* JOB
How many of the lines below contain the string "thin"? Reply with the number alone.
— Start of AVAILABLE DATA —
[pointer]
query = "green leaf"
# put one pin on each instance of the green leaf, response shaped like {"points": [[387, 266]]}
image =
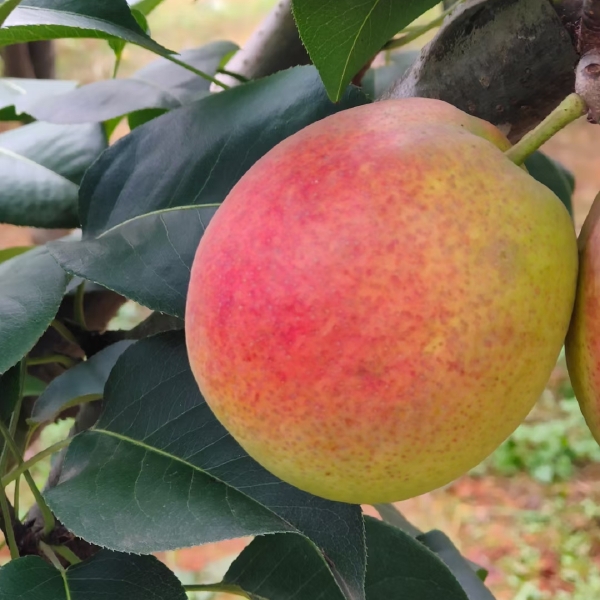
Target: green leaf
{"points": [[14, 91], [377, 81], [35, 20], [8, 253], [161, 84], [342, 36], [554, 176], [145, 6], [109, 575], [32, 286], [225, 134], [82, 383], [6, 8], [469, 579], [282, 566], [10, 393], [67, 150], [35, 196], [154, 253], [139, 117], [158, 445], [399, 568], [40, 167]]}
— End of AVAILABLE DATA —
— Start of AVAILABLE DATA —
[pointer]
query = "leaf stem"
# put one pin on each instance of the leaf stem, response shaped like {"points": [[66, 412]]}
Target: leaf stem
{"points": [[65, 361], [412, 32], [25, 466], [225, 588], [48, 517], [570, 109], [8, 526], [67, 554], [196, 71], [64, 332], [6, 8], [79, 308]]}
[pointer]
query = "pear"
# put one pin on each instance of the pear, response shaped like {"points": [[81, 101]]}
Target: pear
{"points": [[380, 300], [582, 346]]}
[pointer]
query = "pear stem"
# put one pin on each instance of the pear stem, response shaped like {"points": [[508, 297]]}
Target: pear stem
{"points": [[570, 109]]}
— End of AVAILABLE DATA —
— Start of AVAILABLE DATA —
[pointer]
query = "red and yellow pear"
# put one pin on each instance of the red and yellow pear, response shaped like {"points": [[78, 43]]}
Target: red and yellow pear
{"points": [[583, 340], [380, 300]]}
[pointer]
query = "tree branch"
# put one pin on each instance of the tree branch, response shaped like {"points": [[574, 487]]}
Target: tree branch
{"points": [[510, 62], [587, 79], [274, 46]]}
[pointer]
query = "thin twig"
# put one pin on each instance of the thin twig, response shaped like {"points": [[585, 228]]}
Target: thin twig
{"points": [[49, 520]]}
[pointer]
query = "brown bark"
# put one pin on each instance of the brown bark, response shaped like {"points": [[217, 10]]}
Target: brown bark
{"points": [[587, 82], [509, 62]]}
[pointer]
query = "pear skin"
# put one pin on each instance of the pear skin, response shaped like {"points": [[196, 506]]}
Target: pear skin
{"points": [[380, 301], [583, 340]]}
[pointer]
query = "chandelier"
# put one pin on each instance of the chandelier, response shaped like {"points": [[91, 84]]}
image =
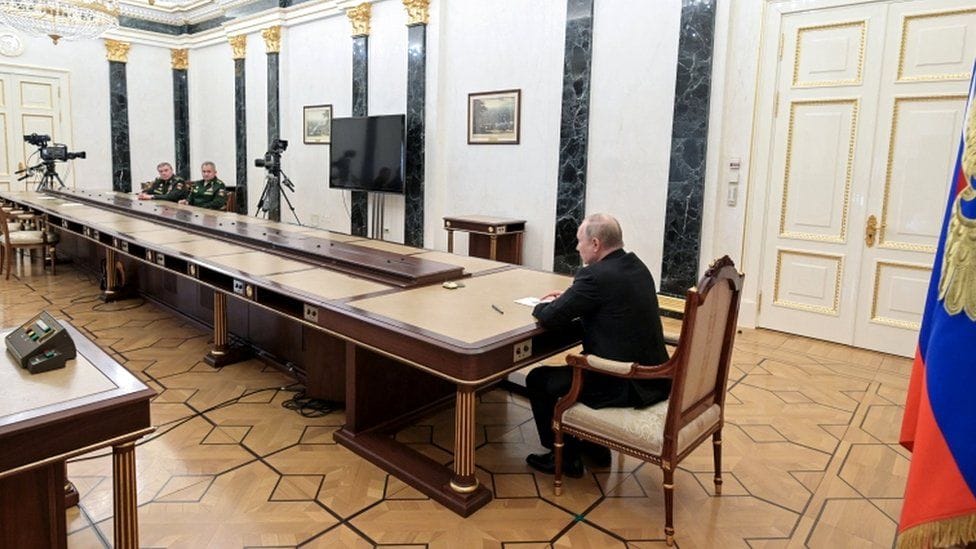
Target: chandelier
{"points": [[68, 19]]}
— End of AVAILABLE DATA —
* CORRECT OUTPUT
3